Comme toutes les normes ESRS, cette norme sur le changement climatique repose sur des obligations d’informations, qualitatives ou quantitatives, donc sur des données à collecter pour ensuite les analyser. En voici quelques-unes :

  • obligation de divulgation des émissions de gaz à effet de serre (GES) de l’entreprise, dans les scopes 1, 2 et 3 ;
  • obligation de divulgation du plan de transition de l’entreprise pour l’atténuation du changement climatique ;
  • obligation de divulgation des actions d’atténuation et d’adaptation mises en place par l’entreprise et les ressources qui y sont allouées ;
  • obligation de divulgation des objectifs climatiques pris par l’entreprise ;
  • obligation de divulgation des effets financiers potentiels des risques climatiques physiques et des risques de transition.

Les entreprises peuvent donc dès maintenant anticiper ces normes, se préparer à la CSRD en réalisant leur bilan carbone et en mettant en place une stratégie de baisse des émissions de GES et d’adaptation au changement climatique.

-- Consigne a --
Dans le texte sur la norme ESRS relative au changement climatique, pour quels scopes l'entreprise doit-elle divulguer ses émissions de gaz à effet de serre ?

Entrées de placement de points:

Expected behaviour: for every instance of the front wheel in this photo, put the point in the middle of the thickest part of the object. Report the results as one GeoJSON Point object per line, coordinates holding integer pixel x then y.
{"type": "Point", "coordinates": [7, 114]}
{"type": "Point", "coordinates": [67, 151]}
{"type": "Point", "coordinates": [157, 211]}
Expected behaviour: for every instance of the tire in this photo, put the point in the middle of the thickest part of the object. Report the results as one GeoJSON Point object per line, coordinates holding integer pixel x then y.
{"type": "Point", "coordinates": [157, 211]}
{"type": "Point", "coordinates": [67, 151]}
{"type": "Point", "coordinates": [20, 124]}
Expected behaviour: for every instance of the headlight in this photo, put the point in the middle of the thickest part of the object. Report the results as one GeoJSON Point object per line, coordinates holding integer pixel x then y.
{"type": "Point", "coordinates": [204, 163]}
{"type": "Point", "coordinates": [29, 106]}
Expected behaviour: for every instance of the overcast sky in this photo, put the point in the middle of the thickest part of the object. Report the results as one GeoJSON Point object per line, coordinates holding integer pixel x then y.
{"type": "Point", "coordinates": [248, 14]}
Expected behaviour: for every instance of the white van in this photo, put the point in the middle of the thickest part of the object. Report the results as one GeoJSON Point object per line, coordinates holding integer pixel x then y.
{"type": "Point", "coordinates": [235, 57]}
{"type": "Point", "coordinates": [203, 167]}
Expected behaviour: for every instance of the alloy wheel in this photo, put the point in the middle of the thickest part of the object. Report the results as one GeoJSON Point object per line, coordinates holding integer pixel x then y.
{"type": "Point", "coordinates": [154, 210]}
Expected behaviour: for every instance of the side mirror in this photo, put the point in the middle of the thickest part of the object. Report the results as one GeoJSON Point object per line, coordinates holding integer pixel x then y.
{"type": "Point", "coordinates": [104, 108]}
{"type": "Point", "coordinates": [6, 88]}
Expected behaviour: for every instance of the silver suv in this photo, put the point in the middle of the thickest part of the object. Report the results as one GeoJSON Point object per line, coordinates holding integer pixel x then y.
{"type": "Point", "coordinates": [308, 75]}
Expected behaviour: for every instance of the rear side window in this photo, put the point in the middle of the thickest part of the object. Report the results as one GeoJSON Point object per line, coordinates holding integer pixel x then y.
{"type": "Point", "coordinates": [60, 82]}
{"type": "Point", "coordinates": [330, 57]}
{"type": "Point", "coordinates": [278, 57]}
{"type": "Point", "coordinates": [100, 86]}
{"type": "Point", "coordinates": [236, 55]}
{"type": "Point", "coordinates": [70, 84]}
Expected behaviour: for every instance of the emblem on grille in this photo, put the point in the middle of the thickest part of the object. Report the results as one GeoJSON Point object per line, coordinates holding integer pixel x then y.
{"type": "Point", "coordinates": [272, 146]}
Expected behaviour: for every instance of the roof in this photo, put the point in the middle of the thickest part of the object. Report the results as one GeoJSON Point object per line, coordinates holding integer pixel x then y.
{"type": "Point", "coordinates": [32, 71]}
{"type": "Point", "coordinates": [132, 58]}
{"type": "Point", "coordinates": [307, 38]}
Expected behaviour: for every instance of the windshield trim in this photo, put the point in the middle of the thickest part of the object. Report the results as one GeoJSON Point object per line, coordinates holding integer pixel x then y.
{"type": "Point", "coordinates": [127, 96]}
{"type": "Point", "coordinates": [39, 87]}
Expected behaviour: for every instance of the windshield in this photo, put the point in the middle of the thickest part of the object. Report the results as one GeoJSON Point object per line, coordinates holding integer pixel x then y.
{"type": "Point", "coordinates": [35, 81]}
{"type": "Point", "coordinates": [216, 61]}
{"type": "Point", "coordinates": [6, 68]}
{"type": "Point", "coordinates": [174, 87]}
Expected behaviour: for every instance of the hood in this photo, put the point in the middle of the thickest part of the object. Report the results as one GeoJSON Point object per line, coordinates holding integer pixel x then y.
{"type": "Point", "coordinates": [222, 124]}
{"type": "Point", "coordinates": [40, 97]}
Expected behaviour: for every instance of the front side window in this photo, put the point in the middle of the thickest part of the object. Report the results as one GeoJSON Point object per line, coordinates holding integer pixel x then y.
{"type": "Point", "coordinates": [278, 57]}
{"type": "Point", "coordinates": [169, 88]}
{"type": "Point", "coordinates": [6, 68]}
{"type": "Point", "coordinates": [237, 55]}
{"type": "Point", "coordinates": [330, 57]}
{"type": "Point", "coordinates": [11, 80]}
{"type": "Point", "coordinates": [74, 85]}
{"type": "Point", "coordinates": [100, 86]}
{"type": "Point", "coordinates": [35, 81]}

-- Consigne b --
Mettez à l'échelle par un facteur 2,55 les entrées comprises entre la ligne contenant « Expected behaviour: for every instance of the hood » et la fin des entrées, ces deux bornes incluses. Reproduisez uniquement ces lignes, consignes comprises, en multipliant chaque coordonnée des réponses par 2,55 et en l'arrondissant à l'entier le plus proche (les demis vers le haut).

-- Réponse attendue a --
Pour les scopes 1, 2 et 3.

-- Réponse attendue b --
Expected behaviour: for every instance of the hood in this photo, put the point in the middle of the thickest part of the object. Report the results as one GeoJSON Point object per line, coordinates holding integer pixel x then y.
{"type": "Point", "coordinates": [566, 316]}
{"type": "Point", "coordinates": [102, 247]}
Expected behaviour: for every instance of the front side window in this photo, put the point in the middle of the thickest part of the object. Report the results as one GeoJSON Point object per line, coordinates holding integer pixel x then y.
{"type": "Point", "coordinates": [709, 145]}
{"type": "Point", "coordinates": [431, 224]}
{"type": "Point", "coordinates": [15, 173]}
{"type": "Point", "coordinates": [604, 140]}
{"type": "Point", "coordinates": [842, 145]}
{"type": "Point", "coordinates": [28, 204]}
{"type": "Point", "coordinates": [189, 217]}
{"type": "Point", "coordinates": [255, 219]}
{"type": "Point", "coordinates": [89, 207]}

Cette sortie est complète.